§ The task
Put every line of the records below into a JSON list of strings, one string per line, with blank lines dropped. Leave the pictures out of your answer.
════════
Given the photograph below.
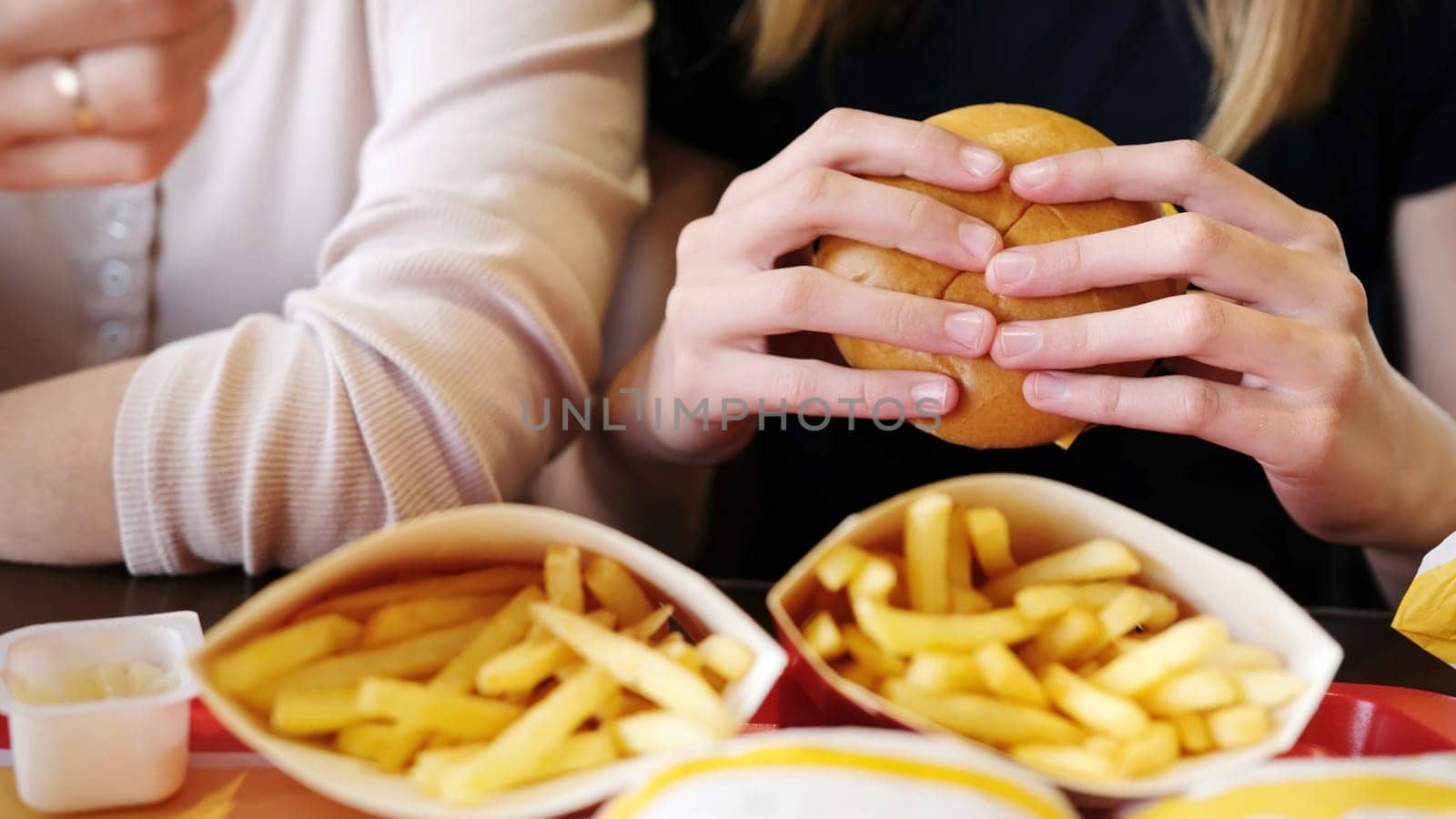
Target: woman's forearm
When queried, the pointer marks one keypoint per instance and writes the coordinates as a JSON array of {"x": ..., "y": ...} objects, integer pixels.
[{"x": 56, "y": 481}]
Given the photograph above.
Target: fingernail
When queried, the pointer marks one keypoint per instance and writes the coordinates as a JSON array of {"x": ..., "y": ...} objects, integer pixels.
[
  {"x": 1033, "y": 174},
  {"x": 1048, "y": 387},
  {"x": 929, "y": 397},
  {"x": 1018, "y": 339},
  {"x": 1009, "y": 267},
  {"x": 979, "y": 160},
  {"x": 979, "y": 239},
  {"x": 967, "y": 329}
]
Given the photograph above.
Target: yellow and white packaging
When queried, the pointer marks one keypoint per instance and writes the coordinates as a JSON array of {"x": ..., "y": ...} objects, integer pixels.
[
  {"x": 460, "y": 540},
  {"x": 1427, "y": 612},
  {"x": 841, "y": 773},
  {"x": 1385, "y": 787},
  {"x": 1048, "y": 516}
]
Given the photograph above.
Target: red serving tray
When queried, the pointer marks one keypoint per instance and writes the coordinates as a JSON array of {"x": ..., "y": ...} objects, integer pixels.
════════
§ Finished task
[
  "Given the photograph below.",
  "Target: woman's forearm",
  "When queried, the pointer marks one keypoint per instance and writes the coordinates as a JSON array of {\"x\": ..., \"y\": ...} objects, integer pixels.",
  "[{\"x\": 56, \"y\": 481}]",
  "Given the photograph above.",
  "Target: fingernail",
  "When queried, the pointer marks one keypoint per instance and writes the coordinates as a JSON array of {\"x\": ..., \"y\": ...} objects, integer pixels.",
  "[",
  "  {\"x\": 1033, \"y\": 174},",
  "  {\"x\": 1048, \"y\": 387},",
  "  {\"x\": 929, \"y\": 397},",
  "  {\"x\": 1018, \"y\": 339},",
  "  {\"x\": 1009, \"y\": 267},",
  "  {\"x\": 979, \"y\": 160},",
  "  {\"x\": 979, \"y\": 239},",
  "  {\"x\": 967, \"y\": 329}",
  "]",
  "Given the photograph above.",
  "Target: yellow and white packaging",
  "When queried, the pointer marks one keypoint per instance and writes the coordinates as a JSON array of {\"x\": ..., \"y\": ...} objects, integer pixels.",
  "[",
  "  {\"x\": 460, \"y\": 540},",
  "  {\"x\": 1427, \"y\": 612},",
  "  {\"x\": 841, \"y\": 773},",
  "  {\"x\": 1385, \"y\": 787},",
  "  {\"x\": 1048, \"y\": 516}",
  "]",
  "Given the photograph above.",
  "Target: red serving tray",
  "When queried, the pointer marks one keypoint per instance and writes the coordinates as a JSON array of {\"x\": ..., \"y\": ...} objects, integer pixels."
]